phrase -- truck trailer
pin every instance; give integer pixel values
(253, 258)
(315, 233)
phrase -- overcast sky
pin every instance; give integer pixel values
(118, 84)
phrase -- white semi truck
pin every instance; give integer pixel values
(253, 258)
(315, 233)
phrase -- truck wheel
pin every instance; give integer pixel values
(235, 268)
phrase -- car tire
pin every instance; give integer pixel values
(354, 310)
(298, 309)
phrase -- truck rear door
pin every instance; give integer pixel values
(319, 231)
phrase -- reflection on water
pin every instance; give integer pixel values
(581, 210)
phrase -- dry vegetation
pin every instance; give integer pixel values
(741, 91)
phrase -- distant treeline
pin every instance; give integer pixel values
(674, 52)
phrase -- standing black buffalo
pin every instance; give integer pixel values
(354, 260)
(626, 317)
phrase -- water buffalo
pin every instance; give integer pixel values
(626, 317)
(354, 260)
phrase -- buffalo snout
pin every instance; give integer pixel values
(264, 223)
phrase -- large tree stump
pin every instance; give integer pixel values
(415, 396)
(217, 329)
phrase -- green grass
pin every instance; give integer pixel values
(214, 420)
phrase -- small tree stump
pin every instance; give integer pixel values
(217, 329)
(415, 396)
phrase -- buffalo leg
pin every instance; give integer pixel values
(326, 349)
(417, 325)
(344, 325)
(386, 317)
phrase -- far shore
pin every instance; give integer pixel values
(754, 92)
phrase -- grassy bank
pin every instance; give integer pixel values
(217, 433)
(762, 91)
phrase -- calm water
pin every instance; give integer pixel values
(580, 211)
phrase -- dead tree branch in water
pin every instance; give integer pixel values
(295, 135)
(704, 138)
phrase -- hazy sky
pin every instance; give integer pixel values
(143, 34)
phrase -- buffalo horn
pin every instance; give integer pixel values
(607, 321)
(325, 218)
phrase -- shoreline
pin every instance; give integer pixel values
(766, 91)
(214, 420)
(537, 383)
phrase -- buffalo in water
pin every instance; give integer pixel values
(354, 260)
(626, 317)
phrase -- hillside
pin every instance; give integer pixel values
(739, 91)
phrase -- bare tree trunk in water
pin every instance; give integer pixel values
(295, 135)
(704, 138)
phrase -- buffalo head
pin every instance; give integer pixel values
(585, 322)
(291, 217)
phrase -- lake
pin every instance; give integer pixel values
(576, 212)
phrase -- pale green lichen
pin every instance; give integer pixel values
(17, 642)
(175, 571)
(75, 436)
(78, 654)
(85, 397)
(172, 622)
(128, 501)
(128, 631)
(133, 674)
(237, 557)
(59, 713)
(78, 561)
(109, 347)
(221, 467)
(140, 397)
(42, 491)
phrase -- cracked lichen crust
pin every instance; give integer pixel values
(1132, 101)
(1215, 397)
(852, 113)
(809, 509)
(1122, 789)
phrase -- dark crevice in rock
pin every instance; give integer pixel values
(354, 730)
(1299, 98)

_____

WHAT IS BEING ASKED:
Identify the lines above with the word "green". Copy them.

ANSWER:
phrase -- green grass
phrase -- pale green lichen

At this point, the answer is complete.